• Record extracts
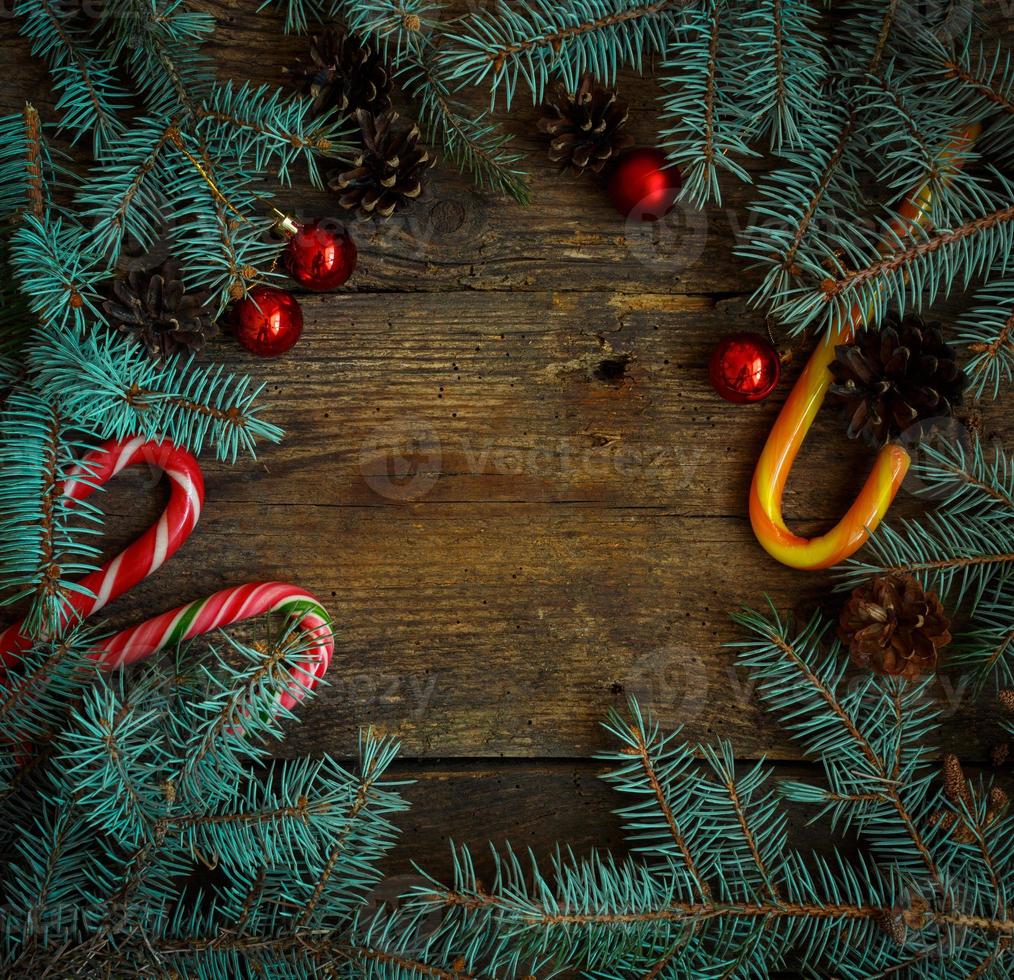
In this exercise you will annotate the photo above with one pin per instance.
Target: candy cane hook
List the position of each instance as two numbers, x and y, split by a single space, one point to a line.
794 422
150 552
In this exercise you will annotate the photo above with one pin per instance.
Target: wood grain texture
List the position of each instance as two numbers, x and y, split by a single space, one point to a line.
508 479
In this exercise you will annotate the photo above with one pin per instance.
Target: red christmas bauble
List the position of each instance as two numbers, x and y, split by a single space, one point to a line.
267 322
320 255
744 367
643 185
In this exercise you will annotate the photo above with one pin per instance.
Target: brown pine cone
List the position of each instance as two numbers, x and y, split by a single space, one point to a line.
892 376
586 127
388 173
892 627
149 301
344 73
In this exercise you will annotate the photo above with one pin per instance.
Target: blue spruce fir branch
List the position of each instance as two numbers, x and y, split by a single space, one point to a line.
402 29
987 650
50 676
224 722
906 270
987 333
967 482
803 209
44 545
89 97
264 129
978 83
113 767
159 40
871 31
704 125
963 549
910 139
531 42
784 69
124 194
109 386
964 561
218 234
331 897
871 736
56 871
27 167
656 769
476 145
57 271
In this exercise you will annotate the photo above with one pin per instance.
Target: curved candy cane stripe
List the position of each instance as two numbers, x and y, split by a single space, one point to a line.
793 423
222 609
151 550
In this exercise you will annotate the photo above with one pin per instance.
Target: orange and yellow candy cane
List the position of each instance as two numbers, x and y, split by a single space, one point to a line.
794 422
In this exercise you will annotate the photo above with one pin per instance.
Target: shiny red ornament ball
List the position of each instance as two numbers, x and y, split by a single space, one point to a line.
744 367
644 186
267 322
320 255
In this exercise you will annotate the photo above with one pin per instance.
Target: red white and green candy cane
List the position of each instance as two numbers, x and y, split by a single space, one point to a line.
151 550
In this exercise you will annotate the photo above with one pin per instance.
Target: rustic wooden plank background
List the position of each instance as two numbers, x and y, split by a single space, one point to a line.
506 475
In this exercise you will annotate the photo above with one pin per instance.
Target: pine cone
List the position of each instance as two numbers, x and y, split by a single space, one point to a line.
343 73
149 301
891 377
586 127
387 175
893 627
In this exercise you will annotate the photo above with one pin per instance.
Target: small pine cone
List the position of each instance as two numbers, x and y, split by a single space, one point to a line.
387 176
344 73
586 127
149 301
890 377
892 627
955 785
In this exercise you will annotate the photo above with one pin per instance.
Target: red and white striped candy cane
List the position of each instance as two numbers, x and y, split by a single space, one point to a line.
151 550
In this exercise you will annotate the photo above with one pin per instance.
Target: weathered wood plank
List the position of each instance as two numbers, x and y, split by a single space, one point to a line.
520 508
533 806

• Work task
Retype the records exactly, but skip the pictures.

• Solved problem
In this exercise you will annotate the photo above with one pin per instance.
Target: candy cane hook
List the position of each instance as two numbers, x and y, split by a single space, one point to a line.
794 422
150 552
In this exercise you will annotate the photo above with one pin per instance.
Target: wood grain texture
List the position of each instance as two numbers, x and y, split by a single space, one point to a line.
508 479
In this exercise you will annotate the photo above with one pin per instance.
Target: red christmas bauble
List the position of each instance as two numbers, x and y, split by a single space, one point to a line.
267 322
320 255
744 367
643 185
In this exercise you will annotate the photo above with one pin per instance.
Target: brown pine cone
List the position of each instance as two numbers, x and y, split by a single space, one point to a line.
892 376
586 127
388 173
892 627
149 301
344 73
In this exercise you will annotate the photo above with one pin per instance.
Target: blue spruce fir branch
List the position of each instance as two numbers, x and y, split by a single space, one point to a line.
402 29
987 650
50 676
224 722
906 270
987 333
967 482
803 209
44 545
89 97
264 129
978 83
113 767
159 40
871 31
704 125
963 549
910 139
531 42
784 69
124 194
109 386
964 561
218 234
331 897
871 736
56 871
27 167
656 769
476 145
57 271
In this exercise you will annotate the photo above with one pin per instance.
Target: curved candy cane stripe
List the position of each instance as two numbers, x and y, split by a single space, one point to a line.
793 423
222 609
151 550
In this exercise you will annotate the photo above with one pin per instance.
Target: orange and yellow candy cane
List the position of each instance as two numbers, x and y, split by a single space, one point to a line.
794 422
In this exercise you will annotate the photo above with one pin per instance.
Target: shiny red ornament ball
List the position of each instance as two numbers, x and y, split by a single space, one point to a line.
744 367
644 186
267 322
320 255
In this exercise you will annotate the photo above with one pin per instance.
Target: red white and green candy cane
List the position of each instance as two numbers, x and y, split by a single space, one point to a line.
151 550
In this exercise you will annotate the photo above with one pin per instance.
Target: rustic wooden plank background
List the position of each instance as two numbers, x and y, split by a single space, one point to a line.
506 475
In this exercise you will annotate the photo above with one pin per instance.
Target: pine cone
List the position of each instance as two numbers, x and y, split by a single space, one point to a line.
343 73
149 301
891 377
586 127
387 175
893 627
In this exercise you will annotate the photo above with one pin per instance.
Target: small pine cone
List the position of each instance as two numbers, x and y, split by a single space, one point to a line.
387 176
344 73
586 127
149 301
890 377
892 627
955 785
In this exercise you will annotate the photo above with one pin per instance.
Target: red and white striped candy cane
List the position of each instance as two numbers, x and y, split by a single space, one point to a line.
151 550
In this exercise you will annotate the photo above with one pin per instance.
Target: weathered wood plank
List the position of each instance as two numbers, x and y, split by a single space, one point to a line.
520 508
533 806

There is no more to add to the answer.